-- Start of EXTRACTED TEXT --
No one's stopping you.
The existence of 230 propping up and effectively subsidizing centralized systems actually is in a non trivial manner. A centralized system with a single giant point of failure is always going to be cheaper and/or easier for users, so as long as we provide ways to bail out or otherwise provide immunity to centralized platforms of all forms we actively erode the ability to ever have decentralized systems. You don't need 230 to build any of these things... maybe you did in the 90s, but technology has long since advanced, and we would be better off phasing out this crutch.
I'm hearing a lot of excuses and a pointed lack of actual decentralized/disintermediated systems.
But isn't that what we'd expect? It is kind of ridiculous to insist that a decentralized system out-compete a centralized one on axes such as expense or complexity or performance. The reality is that we do now have a ton of decentralized systems: most people -- certainly you, clearly -- just don't use them, as they are at least slightly worse than the centralized versions in ways you care about.

Is that an "excuse"? I mean, what even is an excuse? I think it is simply reality. Only, I still think we should all not want centralized systems capable of controlling the flow of information, money, etc. The decentralized systems we have at this point aren't bad... they just aren't as good as current centralized ones. Hell: they even compare favorably to the 90s-era centralized systems!

As it stands, rather than trying to increasingly regulate these centralized systems in the hope they eventually go away, we've been instead subsidizing (or even "bailing out" in some cases) their awkward control, giving them power beyond what anyone previously could have imagined, enabling their crazy scale, because... it's efficient and easy? That's super lame :(.

> The reality is that we do now have a ton of decentralized systems: most people -- certainly you, clearly -- just don't use them, as they are at least slightly worse than the centralized versions in ways you care about.

It would be great if you would not snidely assume you know anything about me in future posts, thanks! I am reasonably familiar with attempts at decentralizing webhosting, at least (off the top of my head: i2p, FreeNet, and (arguably) Tor hidden services are major examples that come to mind) and to describe any of them as "slightly worse" than the mainstream web is laughable. I'm certainly willing to hear you out if you have better examples, though; I can't help but note that as indignant as you are you still aren't providing any examples of these wonderful decentralized systems I'm so ignorant of.
-- End of EXTRACTED TEXT --
WRITTEN REQUEST: Please duplicate the passage of the discussion on decentralized systems that begins at the words "I'm hearing a" and stops after "90s-era centralized systems!".
-- Start of MATERIAL PROVIDED --
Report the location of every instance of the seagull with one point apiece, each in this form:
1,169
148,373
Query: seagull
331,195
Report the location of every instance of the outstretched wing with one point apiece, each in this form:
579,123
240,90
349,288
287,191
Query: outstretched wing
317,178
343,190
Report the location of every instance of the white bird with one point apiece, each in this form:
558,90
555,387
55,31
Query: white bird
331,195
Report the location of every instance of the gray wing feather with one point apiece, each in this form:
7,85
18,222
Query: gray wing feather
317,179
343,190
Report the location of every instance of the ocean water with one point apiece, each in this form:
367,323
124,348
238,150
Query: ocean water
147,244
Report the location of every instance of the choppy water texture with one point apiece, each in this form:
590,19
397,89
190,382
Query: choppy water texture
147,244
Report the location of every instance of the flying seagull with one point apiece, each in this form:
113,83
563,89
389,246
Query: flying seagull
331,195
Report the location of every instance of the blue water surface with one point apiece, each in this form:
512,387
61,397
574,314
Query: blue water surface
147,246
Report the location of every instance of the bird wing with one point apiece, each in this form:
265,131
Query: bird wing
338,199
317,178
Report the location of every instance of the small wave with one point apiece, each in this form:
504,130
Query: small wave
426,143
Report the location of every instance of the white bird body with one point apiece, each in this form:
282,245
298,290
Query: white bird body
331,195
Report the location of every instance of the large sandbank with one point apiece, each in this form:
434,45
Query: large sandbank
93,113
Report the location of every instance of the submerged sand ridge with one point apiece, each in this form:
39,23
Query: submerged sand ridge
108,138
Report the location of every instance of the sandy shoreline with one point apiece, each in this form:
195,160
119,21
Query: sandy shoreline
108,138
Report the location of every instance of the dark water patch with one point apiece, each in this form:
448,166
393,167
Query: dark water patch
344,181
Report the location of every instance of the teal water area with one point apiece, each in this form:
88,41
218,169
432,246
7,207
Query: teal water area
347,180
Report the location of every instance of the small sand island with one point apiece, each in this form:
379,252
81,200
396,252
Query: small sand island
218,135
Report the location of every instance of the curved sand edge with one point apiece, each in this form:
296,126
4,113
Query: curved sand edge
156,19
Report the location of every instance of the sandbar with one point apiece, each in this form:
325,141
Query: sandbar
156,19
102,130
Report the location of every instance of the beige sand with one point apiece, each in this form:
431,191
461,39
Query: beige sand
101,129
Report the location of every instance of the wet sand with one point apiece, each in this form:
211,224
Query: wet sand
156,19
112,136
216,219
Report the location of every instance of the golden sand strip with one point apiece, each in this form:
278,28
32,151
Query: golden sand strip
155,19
-- End of MATERIAL PROVIDED --
COMPLETE RESPONSE:
I'm hearing a lot of excuses and a pointed lack of actual decentralized/disintermediated systems.
But isn't that what we'd expect? It is kind of ridiculous to insist that a decentralized system out-compete a centralized one on axes such as expense or complexity or performance. The reality is that we do now have a ton of decentralized systems: most people -- certainly you, clearly -- just don't use them, as they are at least slightly worse than the centralized versions in ways you care about.

Is that an "excuse"? I mean, what even is an excuse? I think it is simply reality. Only, I still think we should all not want centralized systems capable of controlling the flow of information, money, etc. The decentralized systems we have at this point aren't bad... they just aren't as good as current centralized ones. Hell: they even compare favorably to the 90s-era centralized systems!